Top of Data

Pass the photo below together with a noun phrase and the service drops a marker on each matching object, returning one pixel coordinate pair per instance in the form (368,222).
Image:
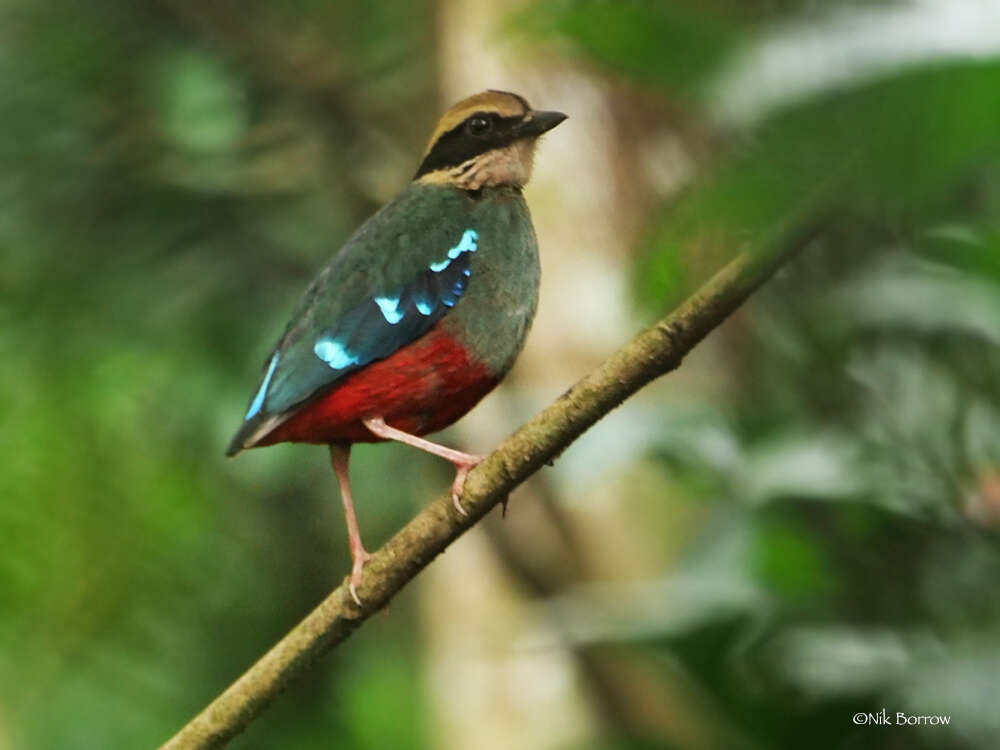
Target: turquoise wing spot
(258,400)
(390,309)
(373,334)
(334,354)
(468,244)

Bottom of Data

Task goal:
Your task is to return every entry exactly as it was written, with the pictures removed.

Written answer:
Pass the photo below together with a noun phrase and the service drops a marker on each matching object, returning one pixel coordinate pair per instance in the form (368,222).
Image:
Target: turquoise wing spot
(258,400)
(390,309)
(373,334)
(334,354)
(468,244)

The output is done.